* **EXERCISE BRIEF**
Nothing more is wanted than an exact repeat of the data below.

[[ THE DATA open ]]

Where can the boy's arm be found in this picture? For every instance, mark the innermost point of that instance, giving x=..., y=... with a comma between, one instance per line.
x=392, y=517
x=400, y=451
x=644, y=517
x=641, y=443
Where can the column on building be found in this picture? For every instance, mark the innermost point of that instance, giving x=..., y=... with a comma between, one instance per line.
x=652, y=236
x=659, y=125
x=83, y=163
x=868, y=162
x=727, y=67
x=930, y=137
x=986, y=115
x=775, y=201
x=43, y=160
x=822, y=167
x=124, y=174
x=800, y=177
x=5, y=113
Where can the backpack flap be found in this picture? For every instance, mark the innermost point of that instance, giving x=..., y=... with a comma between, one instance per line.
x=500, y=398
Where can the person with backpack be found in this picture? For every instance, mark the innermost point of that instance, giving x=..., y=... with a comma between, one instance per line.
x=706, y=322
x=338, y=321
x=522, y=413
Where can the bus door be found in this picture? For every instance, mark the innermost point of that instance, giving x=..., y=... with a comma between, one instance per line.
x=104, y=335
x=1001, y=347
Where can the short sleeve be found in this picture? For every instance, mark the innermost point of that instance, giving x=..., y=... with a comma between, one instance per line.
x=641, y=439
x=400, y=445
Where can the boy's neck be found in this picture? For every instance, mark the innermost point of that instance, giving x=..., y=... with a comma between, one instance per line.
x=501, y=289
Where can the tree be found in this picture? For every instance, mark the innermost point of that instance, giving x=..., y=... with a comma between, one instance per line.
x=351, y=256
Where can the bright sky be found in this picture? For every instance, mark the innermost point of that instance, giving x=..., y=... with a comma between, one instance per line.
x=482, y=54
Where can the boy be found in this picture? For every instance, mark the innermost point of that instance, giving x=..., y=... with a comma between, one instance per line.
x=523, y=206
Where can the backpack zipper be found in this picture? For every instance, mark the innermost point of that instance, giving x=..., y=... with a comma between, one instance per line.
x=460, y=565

[[ THE DATA closed ]]

* **RESPONSE AREA**
Where can the boy's arm be found in this picture? For every instance, mark the innermost point of that instance, giving x=..., y=... with a comma between, one instance per line.
x=392, y=517
x=400, y=451
x=644, y=517
x=641, y=443
Where can the column on building be found in this picture? For every instance, mark the innermost point of that instance, giving x=..., y=... with a comma between, one instance per line.
x=652, y=236
x=659, y=125
x=83, y=163
x=868, y=162
x=727, y=67
x=930, y=137
x=986, y=115
x=775, y=201
x=43, y=160
x=822, y=167
x=124, y=174
x=800, y=177
x=5, y=113
Where can the backpack flap be found in this picture? For every instance, mark the innermost point of that instance, giving x=..., y=... with a comma between, one instance per line.
x=500, y=398
Where can the person with backpack be found in this picture? For every instance, mark the innermost point of that instance, giving x=..., y=... with a comma between, one instance per line.
x=706, y=322
x=338, y=321
x=522, y=413
Where can the bus door be found in this picture? For every instance, mark the innermost point of that instance, giving x=..., y=... with a comma between, one instance per line.
x=104, y=335
x=1001, y=347
Where can the short sleeve be found in this picture? For every instance, mark the innermost point of that instance, giving x=..., y=... with a comma between, one instance per line.
x=641, y=439
x=400, y=445
Where can the boy's neck be found in this picture? For every instance, mark the innermost point of that instance, giving x=..., y=... with a comma between, one instance per line.
x=501, y=289
Where can the tree be found in this picture? For every instance, mark the innermost point of that instance, giving x=..., y=... with a comma between, one instance per line.
x=351, y=256
Where can the bright sky be found in this picture? For every instance, mark the innermost point of that instance, giving x=..., y=... with a comma between, one instance per line.
x=482, y=54
Where can the boy be found in this picture? For every instance, mark the innermost point of that instance, giving x=..., y=... with a comma between, one instance per line.
x=523, y=206
Where can the backpack zipper be found in this picture? For every instance, mark the innermost point of that instance, giving x=..., y=... with a comma between, one instance per line.
x=460, y=565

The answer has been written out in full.